EXERCISE:
Please print every record below exactly as it appears.

DATA SUPPLIED:
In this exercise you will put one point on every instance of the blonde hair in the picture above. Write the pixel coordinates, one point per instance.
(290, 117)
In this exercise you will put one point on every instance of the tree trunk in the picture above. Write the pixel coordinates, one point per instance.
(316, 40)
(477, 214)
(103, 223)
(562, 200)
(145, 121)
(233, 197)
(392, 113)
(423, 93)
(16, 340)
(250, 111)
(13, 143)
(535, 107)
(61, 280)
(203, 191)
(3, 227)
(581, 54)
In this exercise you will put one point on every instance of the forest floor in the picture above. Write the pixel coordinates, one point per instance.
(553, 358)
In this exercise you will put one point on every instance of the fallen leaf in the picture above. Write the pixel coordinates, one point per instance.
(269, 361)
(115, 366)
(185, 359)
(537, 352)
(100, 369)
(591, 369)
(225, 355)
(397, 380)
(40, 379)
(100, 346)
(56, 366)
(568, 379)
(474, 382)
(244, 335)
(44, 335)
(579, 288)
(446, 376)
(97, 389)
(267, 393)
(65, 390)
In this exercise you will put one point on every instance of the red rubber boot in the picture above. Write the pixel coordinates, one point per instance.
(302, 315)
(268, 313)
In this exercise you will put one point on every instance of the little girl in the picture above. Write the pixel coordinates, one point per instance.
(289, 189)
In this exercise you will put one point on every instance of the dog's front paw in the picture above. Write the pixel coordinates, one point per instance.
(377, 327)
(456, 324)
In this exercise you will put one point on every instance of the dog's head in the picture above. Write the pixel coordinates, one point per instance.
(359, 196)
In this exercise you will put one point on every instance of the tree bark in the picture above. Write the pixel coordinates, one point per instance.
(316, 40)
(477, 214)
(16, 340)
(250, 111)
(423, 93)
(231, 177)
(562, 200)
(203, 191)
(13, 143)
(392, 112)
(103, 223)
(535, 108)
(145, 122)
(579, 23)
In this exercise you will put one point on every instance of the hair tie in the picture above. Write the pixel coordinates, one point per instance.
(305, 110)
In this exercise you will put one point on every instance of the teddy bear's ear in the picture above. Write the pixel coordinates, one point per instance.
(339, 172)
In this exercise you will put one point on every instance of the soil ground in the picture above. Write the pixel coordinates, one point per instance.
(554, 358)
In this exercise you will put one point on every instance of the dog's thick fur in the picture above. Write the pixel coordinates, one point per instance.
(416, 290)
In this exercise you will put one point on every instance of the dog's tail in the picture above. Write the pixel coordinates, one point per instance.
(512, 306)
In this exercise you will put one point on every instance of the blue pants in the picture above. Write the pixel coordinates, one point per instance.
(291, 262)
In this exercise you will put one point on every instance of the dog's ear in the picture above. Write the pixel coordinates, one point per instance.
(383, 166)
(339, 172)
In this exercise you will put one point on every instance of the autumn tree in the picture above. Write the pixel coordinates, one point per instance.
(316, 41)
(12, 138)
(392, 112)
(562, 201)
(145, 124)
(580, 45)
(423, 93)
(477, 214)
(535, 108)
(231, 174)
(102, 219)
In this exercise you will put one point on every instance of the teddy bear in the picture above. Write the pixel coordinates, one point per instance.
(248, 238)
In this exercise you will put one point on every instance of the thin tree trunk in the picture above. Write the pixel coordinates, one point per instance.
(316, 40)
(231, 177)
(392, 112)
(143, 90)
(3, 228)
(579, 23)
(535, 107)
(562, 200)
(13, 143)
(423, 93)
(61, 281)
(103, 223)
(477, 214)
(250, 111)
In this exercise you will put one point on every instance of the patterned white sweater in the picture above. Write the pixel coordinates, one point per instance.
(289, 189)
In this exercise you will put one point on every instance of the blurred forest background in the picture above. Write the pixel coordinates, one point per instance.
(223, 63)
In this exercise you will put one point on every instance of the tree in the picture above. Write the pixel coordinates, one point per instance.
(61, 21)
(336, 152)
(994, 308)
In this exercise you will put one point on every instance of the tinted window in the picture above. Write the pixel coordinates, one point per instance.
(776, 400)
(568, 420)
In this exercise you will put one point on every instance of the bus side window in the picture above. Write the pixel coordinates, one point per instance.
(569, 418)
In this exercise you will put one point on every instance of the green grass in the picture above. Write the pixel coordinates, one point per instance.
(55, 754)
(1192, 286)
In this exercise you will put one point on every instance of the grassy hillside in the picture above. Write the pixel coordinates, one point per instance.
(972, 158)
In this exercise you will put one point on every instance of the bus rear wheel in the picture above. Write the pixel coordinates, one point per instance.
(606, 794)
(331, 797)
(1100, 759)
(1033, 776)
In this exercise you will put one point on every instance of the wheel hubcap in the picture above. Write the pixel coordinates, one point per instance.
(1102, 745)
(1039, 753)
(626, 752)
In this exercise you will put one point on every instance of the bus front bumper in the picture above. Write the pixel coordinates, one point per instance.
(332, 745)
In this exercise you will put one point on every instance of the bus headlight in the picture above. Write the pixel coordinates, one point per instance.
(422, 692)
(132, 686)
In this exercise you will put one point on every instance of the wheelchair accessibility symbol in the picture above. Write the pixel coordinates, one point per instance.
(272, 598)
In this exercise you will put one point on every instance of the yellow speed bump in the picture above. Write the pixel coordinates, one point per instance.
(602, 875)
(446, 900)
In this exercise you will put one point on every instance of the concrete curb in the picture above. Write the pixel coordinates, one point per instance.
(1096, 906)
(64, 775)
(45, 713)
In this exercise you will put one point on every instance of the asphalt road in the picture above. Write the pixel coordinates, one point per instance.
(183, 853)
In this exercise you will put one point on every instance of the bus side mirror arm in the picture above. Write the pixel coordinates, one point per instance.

CORRECT RESPONSE:
In this exercise you will put one point on every instance of the blonde hair in the picture above. Write the pixel coordinates, one point per instance.
(290, 117)
In this exercise you will put one point on every instance of the tree trunk in the picture above. Write the pixel coordinates, one point per instance.
(316, 40)
(477, 214)
(103, 223)
(562, 200)
(145, 121)
(233, 197)
(392, 113)
(423, 93)
(16, 340)
(250, 111)
(13, 143)
(535, 107)
(61, 280)
(203, 191)
(3, 227)
(581, 54)
In this exercise you will put one point on every instance of the forest floor in the picture above. Write the pixel coordinates, one point per instance.
(553, 358)
In this exercise you will put one point on every instance of the fallen leaf in the picture above. Write the pixel coordinates, one point per instance.
(269, 361)
(115, 366)
(185, 359)
(537, 352)
(100, 369)
(591, 369)
(225, 355)
(397, 380)
(40, 379)
(100, 346)
(56, 366)
(568, 379)
(474, 382)
(244, 335)
(44, 335)
(579, 288)
(446, 376)
(97, 389)
(267, 393)
(65, 390)
In this exercise you will put one point on every instance of the red rubber boot in the picture above. Write the pixel coordinates, one point per instance.
(302, 315)
(268, 313)
In this exercise you will put one point on every instance of the little girl in the picture above. Write the pixel coordinates, one point per instance.
(289, 189)
In this exercise you will put one point on every instance of the dog's front paw in the picture above. Write the pixel coordinates, one point per instance.
(377, 327)
(456, 324)
In this exercise you will put one point on every instance of the dog's head in the picture above. Write the pixel coordinates, one point per instance.
(359, 196)
In this exercise you will put one point on every instance of the tree bark in the picture above. Write the pixel coordinates, one point per instance.
(316, 40)
(477, 214)
(16, 340)
(250, 111)
(423, 93)
(231, 177)
(562, 200)
(203, 191)
(13, 143)
(392, 112)
(103, 223)
(535, 108)
(145, 122)
(579, 23)
In this exercise you will put one point on every instance of the hair tie in the picture above. Write the pixel coordinates, one point per instance.
(305, 110)
In this exercise you will put one point on every instance of the teddy bear's ear in the picture above. Write the pixel coordinates, one point per instance.
(339, 172)
In this exercise you will put one point on every instance of the soil ground in the picture above. Write the pixel coordinates, one point per instance.
(554, 358)
In this exercise you will put one point on every instance of the dog's thick fur in the picture above. Write the pixel coordinates, one point per instance.
(416, 290)
In this exercise you will put one point on every instance of the dog's tail in the picture above. Write the pixel coordinates, one point per instance.
(512, 306)
In this exercise you will put one point on every instance of the blue pants in the picture above. Write the pixel coordinates, one point per instance.
(291, 262)
In this exercise you will put one point on every instance of the dog's ear in the picture above. Write the pixel coordinates, one point per instance.
(383, 166)
(339, 172)
In this exercise you will put one point on every instance of the autumn tree in the picture above. Write the pixel coordinates, one point per instance.
(316, 41)
(12, 138)
(392, 112)
(562, 201)
(145, 124)
(580, 45)
(423, 93)
(477, 214)
(535, 108)
(231, 174)
(102, 219)
In this exercise you will put one point on every instance of the teddy bear in the picture above. Write the pixel coordinates, one point per instance.
(248, 238)
In this exercise you will put one point on every instance of the thin tree trunk in the picture above. Write the pixel coordinates, one point per instance.
(316, 40)
(231, 177)
(392, 112)
(143, 90)
(3, 228)
(579, 23)
(535, 107)
(562, 200)
(13, 143)
(423, 93)
(61, 281)
(103, 223)
(477, 214)
(250, 111)
In this exercise you will put one point on every instance of the patterned white sweater in the picture above. Write the pixel coordinates, one point per instance.
(289, 189)
In this exercise you will put one point on every instance of the blurred forest background in the picture above. Write the pixel coordinates, one point per instance.
(223, 63)
In this exercise you will put one point on every instance of the tree in the picture above. Write the pixel coordinates, one point per instance.
(61, 21)
(336, 152)
(994, 308)
In this exercise you will put one point on every instance of the tinted window in the picture above. Write the pixel coordinates, one point per instance.
(776, 400)
(568, 420)
In this exercise you will put one point on every instance of the bus side window in the picture above. Write the pixel coordinates, one point per instance.
(569, 418)
In this exercise you will put one point on every instance of the green grass in the picture above. Write the pixel coordinates, one point per instance.
(55, 754)
(1192, 286)
In this exercise you will put one point on every instance of the grassy hillside in the picture above. Write the pixel coordinates, one point per instance.
(972, 158)
In this exercise you will put one point on every instance of the bus rear wheel in the picture above. Write the pixel coordinates, one point per instance.
(606, 794)
(331, 797)
(1100, 759)
(1033, 776)
In this exercise you will put one point on every instance of the wheel hubcap in the picture above. Write the pixel coordinates, one point per instance.
(1102, 745)
(1039, 753)
(626, 752)
In this exercise you will put one point on every instance of the bus front bumper in the picture above. Write the pixel coordinates, one point per instance.
(332, 745)
In this exercise you will put one point on every instance of the bus headlight in the picture above. Write the pixel coordinates, one point per instance.
(422, 692)
(132, 686)
In this exercise you will put one point on every instance of the wheelchair accessibility symbol in the picture above. Write the pixel coordinates, one point per instance.
(272, 598)
In this exercise you will put one point on every instance of the yellow speed bump in the picture above. Write the pixel coordinates, one point per instance.
(602, 875)
(446, 900)
In this exercise you will put one point on every instance of the concrete curb in the picture above. Write the pixel coordinates, one point per instance.
(1096, 906)
(64, 775)
(45, 713)
In this exercise you will put one point on every instance of the asphalt road in the picture above. Write the pixel coordinates, one point per instance.
(183, 853)
In this exercise you will put one point on every instance of the bus side mirror arm in the picture above. Write the pixel coordinates, one point per instance.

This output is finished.